--- Start of Supplied entries ---

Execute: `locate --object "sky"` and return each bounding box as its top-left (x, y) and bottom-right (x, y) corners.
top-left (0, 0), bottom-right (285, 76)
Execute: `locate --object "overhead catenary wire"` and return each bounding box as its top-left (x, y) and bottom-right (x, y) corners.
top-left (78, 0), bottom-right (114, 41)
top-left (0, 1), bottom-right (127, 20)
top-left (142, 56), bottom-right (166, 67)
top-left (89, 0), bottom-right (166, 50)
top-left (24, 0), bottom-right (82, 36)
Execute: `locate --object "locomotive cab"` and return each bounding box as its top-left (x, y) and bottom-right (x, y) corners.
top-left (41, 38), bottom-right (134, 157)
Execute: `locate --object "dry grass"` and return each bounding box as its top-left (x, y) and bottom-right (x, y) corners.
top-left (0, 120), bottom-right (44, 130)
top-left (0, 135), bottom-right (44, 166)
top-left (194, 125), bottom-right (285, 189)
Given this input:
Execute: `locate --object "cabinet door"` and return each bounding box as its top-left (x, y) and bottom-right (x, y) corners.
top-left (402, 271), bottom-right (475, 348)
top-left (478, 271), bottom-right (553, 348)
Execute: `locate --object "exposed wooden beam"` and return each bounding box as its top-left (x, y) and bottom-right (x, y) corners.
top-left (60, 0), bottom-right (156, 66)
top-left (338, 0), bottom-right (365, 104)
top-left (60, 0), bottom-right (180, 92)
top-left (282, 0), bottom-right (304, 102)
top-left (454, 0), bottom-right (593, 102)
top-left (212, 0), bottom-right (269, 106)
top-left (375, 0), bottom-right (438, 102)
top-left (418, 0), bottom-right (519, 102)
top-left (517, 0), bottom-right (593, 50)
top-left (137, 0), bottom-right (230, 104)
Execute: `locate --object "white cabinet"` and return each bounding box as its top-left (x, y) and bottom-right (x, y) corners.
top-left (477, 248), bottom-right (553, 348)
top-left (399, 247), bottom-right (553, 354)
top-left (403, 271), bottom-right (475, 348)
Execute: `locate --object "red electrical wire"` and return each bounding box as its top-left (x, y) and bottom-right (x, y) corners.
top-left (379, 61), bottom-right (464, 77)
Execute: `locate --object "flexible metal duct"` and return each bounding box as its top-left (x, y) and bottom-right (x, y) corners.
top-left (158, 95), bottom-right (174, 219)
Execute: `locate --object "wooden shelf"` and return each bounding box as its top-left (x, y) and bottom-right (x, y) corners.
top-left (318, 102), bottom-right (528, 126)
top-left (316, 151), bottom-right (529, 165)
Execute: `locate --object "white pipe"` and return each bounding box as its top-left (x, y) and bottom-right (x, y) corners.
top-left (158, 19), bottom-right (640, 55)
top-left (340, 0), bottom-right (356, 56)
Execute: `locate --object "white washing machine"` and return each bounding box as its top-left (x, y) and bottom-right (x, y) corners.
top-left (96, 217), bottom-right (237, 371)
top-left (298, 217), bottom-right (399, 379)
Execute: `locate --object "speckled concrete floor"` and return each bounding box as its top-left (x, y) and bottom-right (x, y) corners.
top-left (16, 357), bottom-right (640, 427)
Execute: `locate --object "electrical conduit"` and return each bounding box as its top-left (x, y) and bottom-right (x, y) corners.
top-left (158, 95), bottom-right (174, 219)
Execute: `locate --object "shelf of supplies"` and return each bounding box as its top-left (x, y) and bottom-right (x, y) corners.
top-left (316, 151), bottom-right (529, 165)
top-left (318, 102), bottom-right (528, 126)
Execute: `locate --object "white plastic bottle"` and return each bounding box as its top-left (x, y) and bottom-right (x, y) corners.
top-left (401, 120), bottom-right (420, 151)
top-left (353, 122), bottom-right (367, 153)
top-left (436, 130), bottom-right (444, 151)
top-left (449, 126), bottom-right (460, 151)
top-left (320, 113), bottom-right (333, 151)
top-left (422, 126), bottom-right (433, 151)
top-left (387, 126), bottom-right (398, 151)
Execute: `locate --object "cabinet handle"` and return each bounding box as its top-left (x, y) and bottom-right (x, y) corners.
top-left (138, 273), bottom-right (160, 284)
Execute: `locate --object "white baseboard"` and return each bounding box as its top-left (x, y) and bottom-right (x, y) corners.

--- End of Supplied entries ---

Identify every line in the records above that contains the string "electrical", and copy each one out. Case counts.

Solution below:
Execute: `locate --object "red electrical wire"` and return each bounding box as its top-left (x, y) and bottom-right (x, y) corners.
Execute: `locate --object "electrical conduit"` and return each bounding box as its top-left (x, y) and bottom-right (x, y) corners.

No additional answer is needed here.